Records provided

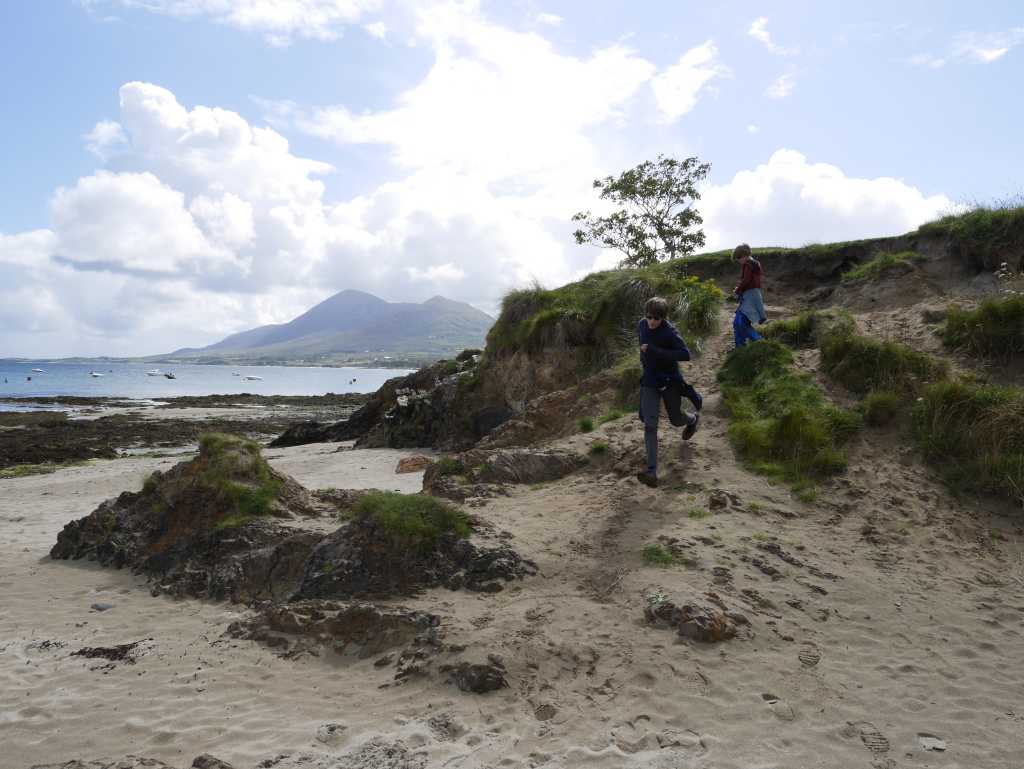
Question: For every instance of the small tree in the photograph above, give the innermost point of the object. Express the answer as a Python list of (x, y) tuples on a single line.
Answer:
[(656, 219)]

...

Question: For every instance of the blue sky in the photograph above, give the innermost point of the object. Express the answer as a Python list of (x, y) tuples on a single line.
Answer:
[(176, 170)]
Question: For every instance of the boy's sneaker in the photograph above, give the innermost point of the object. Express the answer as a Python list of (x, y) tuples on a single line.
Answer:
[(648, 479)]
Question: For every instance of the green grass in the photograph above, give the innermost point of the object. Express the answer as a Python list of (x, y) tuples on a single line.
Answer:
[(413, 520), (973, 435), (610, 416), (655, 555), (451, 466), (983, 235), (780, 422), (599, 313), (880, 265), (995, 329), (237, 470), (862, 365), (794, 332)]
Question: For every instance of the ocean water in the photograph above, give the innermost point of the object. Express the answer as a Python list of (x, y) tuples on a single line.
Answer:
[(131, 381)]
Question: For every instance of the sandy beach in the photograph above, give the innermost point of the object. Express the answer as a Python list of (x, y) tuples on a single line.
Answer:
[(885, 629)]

--

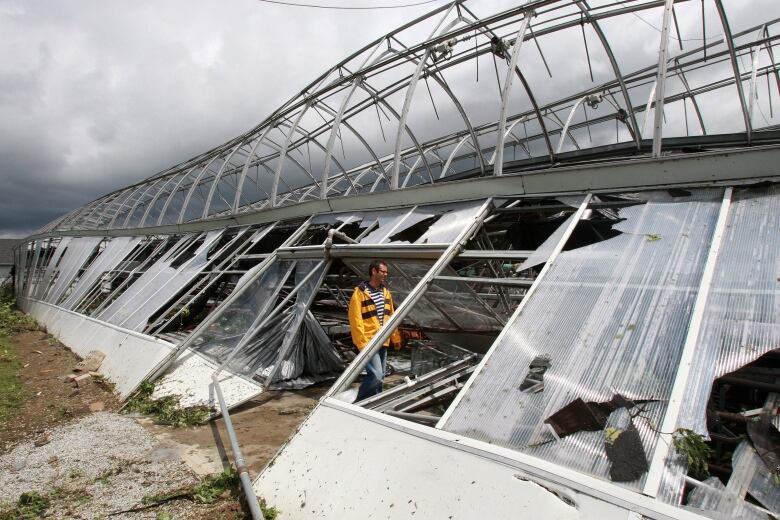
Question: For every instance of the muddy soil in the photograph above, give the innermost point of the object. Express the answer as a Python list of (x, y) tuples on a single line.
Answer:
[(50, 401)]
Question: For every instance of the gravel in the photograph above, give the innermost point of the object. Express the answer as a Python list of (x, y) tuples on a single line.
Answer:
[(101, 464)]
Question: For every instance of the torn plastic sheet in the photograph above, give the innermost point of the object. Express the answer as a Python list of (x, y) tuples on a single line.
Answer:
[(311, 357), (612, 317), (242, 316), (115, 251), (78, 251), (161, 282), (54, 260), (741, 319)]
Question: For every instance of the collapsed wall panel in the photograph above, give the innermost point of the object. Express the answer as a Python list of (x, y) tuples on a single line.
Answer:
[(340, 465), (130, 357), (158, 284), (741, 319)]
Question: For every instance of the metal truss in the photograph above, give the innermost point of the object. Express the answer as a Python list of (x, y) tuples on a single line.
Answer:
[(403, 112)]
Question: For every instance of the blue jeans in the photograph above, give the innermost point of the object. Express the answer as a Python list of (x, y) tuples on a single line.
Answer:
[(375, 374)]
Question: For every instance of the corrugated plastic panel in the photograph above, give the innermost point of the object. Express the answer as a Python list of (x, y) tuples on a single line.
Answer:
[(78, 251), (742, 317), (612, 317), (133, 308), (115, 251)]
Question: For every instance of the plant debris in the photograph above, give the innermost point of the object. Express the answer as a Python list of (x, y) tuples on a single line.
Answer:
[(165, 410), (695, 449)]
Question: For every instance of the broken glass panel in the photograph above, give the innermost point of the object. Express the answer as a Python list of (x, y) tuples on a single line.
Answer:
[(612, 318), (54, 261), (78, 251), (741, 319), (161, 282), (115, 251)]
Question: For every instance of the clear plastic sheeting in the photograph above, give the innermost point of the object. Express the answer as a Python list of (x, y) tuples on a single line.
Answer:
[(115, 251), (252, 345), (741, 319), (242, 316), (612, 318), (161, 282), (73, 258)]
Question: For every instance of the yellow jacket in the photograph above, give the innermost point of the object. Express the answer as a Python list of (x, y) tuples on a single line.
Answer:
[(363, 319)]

Goal of the exercise
Can you copy the lines starting at the one that contains "Question: For every instance of the boy's" and ending at the one that contains "[(648, 479)]", with both of those lines included?

Output for this task
Question: For every instance of the boy's sneaker in the photograph above, give the innermost point of the object. Express the answer as a Python list of (x, y) tuples on a single line.
Answer:
[(648, 479)]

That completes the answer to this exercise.